Task objective => Gather every line of the entries below that contains the string "target", copying each such line in full.

Provided data =>
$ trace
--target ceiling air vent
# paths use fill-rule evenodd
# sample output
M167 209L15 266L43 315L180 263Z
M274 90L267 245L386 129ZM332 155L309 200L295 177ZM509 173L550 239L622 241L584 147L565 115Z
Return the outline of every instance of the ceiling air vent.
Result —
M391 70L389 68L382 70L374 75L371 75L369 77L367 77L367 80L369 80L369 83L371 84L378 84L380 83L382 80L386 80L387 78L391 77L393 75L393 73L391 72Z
* * *
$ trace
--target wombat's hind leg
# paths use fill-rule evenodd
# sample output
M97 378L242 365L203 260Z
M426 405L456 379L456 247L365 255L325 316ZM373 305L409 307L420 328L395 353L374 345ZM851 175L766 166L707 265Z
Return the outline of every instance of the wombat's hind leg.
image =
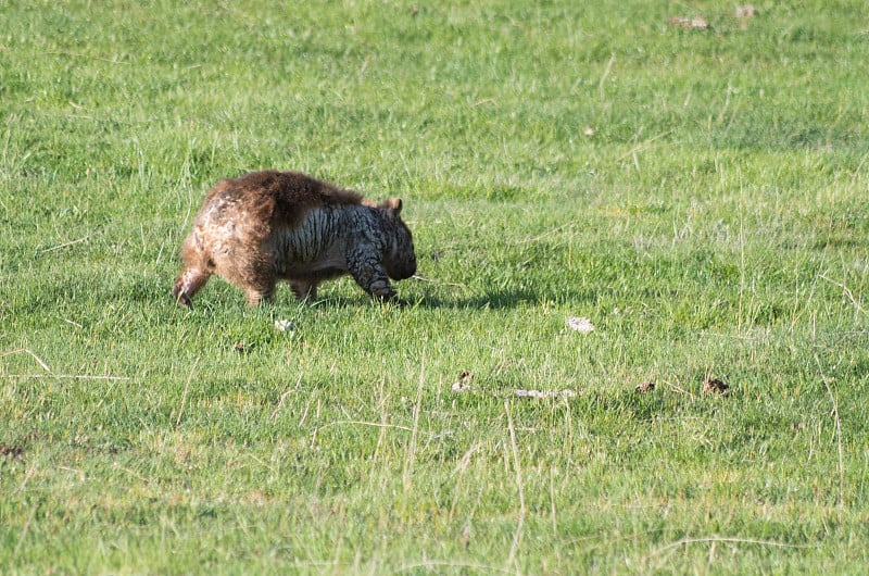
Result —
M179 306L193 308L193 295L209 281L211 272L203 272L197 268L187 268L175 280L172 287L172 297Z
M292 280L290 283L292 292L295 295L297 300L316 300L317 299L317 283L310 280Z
---
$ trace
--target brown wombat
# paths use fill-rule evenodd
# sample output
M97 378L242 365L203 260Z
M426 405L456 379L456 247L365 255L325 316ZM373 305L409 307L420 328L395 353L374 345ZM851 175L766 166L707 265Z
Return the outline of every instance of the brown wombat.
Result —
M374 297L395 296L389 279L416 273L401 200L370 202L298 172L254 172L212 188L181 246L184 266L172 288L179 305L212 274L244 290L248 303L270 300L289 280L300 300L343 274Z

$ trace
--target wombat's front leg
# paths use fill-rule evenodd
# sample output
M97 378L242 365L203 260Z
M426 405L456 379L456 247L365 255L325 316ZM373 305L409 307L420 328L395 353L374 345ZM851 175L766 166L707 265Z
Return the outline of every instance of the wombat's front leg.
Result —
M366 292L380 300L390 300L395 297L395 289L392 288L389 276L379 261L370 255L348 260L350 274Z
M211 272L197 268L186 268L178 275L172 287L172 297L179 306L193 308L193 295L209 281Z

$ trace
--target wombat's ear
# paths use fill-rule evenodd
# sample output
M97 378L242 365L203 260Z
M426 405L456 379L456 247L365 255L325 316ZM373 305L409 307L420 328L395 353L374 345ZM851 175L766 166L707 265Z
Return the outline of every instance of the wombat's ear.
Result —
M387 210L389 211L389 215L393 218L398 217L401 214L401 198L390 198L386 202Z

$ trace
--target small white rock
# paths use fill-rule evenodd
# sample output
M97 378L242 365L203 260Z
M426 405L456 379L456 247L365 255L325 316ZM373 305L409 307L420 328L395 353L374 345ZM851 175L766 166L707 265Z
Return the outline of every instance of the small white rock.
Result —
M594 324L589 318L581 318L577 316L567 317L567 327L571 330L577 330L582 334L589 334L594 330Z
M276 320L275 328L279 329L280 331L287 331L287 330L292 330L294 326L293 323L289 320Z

Solution =>
--target ceiling air vent
--target wombat's hind leg
--target brown wombat
--target wombat's front leg
--target wombat's ear
--target small white rock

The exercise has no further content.